=== RECORDS SHOWN ===
================================

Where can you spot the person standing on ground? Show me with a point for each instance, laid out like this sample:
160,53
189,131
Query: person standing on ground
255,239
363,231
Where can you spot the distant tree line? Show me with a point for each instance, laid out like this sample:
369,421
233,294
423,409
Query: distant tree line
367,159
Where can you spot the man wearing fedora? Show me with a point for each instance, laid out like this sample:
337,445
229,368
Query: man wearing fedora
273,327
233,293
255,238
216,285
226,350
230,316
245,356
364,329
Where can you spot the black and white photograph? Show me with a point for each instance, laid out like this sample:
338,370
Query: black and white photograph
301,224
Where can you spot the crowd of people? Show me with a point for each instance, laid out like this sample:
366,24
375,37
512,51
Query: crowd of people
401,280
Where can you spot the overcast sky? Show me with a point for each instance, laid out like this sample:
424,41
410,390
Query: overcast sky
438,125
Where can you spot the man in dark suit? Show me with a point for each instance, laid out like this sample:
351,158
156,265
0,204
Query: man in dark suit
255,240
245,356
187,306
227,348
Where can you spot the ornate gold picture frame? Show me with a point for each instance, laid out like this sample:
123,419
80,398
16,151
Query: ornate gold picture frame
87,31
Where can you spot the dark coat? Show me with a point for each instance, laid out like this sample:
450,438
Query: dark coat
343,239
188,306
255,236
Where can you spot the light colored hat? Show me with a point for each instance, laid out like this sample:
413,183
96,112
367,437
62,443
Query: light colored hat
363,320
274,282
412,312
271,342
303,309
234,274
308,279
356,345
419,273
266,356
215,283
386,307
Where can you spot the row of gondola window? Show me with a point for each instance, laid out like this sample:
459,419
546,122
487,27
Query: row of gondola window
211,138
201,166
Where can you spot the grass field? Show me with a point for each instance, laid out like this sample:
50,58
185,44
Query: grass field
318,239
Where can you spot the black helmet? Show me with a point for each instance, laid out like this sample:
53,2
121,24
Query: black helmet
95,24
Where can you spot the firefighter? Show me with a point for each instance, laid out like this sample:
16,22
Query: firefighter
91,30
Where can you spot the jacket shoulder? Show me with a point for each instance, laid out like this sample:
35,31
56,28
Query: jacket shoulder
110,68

================================

=== PROBLEM STATEMENT ===
Please give the material above again, changing every "Where can you spot" to "Where do you see" and leaving everything else untouched.

=== COMPLETE OUTPUT ===
Where do you see the person standing on ground? Show me with a point for each instance, laid out like this sample:
160,53
189,131
Query: person standing on ground
255,239
363,231
Where do you see the distant tree line? Show me with a point for each instance, laid out like this sample:
369,421
233,294
423,409
Query: distant tree line
367,159
Where do you see the man wearing fedora? Show me with a point for each instance, laid out like this sample:
337,445
229,368
Query: man wearing fedora
273,327
233,293
255,238
216,285
226,350
230,316
245,356
364,329
Where do you see the black and white photograph? Show me with a point for each instance, laid out like this sample:
338,370
Query: black and white photograph
301,224
Where do you see the crowd of people? Show me with a point for each instance, laid out like this sample:
366,24
375,37
512,51
Query: crowd of people
401,280
Where do you see the overcast sky? Show me with a point for each instance, laid out like this sample:
424,41
410,390
Query: overcast sky
438,125
Where do you see the man in dark suit? Show me with a point for each instance, laid out like this sample:
351,158
156,265
0,204
Query: man in dark suit
255,240
245,356
187,306
227,348
Where do you see the ornate gold picture frame? Show me with a point for each instance, laid out like this sample:
123,419
80,398
16,151
Query: ornate gold picture frame
87,31
Where do you see the dark coat? Show me with a point for each instance, laid out like this sample:
450,438
Query: dark coat
343,239
188,306
255,236
Where do you see the light colored hat? Show me with a point for each instance, laid out like this sample:
413,183
96,112
367,437
62,443
Query: light colored hat
363,320
274,282
412,312
271,342
303,309
234,274
308,279
356,345
419,273
266,356
215,283
386,307
Where do you see the row of gondola window? Show me with a point for each instance, laid out like this sample:
459,419
546,122
487,27
Query: row of gondola window
211,138
201,166
Where do you see the grass field? Show me with a point for each instance, laid out like this sample:
50,58
185,44
Query: grass field
318,239
Where do you see the black helmet? Show me with a point for each instance, laid out like this sample:
53,2
121,24
Query: black helmet
95,24
Where do you see the firefighter? Show me with a point for each instance, laid out like this sample:
16,22
Query: firefighter
91,30
Where do you see the jacket shoulder? Show me with a point for each instance, laid out like this sample:
35,31
56,28
Query: jacket shoulder
110,68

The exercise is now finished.